■ Extracted records ■
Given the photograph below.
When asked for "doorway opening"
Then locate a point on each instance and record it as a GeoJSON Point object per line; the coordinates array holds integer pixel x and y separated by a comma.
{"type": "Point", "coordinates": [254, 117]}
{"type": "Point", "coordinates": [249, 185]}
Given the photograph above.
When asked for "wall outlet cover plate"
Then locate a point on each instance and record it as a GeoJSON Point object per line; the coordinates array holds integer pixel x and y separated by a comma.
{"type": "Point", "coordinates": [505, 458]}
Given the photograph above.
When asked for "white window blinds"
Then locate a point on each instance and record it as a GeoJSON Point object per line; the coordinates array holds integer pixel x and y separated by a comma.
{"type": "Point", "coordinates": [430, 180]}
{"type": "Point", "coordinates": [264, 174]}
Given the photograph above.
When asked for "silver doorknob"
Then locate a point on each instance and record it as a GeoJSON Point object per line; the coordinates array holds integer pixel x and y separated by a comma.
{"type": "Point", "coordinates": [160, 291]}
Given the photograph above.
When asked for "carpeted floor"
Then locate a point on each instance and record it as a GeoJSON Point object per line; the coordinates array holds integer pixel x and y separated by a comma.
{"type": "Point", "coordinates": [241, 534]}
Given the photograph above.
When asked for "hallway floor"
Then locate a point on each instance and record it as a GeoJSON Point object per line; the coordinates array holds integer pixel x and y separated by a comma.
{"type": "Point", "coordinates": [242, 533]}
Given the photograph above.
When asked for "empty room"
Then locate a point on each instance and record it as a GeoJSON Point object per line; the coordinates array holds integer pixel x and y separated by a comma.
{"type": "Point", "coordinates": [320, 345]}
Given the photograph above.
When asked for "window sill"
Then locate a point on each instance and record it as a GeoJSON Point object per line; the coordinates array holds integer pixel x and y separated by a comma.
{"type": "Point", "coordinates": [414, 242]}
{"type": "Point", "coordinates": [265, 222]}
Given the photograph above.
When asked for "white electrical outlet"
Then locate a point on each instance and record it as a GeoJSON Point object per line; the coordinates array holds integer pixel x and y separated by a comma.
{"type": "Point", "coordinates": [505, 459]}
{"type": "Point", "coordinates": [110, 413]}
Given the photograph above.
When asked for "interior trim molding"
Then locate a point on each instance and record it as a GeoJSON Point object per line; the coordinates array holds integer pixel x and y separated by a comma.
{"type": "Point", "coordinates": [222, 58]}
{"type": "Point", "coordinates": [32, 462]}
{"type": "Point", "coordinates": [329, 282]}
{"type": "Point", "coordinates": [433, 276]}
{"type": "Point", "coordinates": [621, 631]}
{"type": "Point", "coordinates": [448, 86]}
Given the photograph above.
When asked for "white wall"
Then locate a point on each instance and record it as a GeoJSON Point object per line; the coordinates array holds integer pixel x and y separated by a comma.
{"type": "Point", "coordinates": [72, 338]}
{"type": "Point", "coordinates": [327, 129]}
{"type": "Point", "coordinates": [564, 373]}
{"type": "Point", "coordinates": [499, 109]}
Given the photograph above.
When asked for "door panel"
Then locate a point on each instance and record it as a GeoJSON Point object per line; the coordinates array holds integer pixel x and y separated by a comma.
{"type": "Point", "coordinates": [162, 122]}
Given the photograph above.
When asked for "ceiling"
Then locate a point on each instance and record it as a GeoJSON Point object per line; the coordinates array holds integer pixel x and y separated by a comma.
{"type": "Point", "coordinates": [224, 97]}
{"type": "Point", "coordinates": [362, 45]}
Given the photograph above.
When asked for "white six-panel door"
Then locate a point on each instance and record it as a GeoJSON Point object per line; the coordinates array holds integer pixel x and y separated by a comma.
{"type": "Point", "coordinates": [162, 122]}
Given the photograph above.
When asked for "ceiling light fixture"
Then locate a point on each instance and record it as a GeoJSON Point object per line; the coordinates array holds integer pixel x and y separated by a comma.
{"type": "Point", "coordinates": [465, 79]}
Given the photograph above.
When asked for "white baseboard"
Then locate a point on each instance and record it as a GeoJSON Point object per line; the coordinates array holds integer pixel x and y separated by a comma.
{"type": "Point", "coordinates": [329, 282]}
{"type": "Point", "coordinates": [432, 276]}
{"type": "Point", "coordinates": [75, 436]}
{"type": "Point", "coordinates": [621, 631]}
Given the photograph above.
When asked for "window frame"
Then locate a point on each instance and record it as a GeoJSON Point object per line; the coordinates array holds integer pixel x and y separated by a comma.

■ Written task ■
How many lines in the records above contain the string "ceiling"? Case counts. Reply with the number alone.

■ Solution to this problem ■
2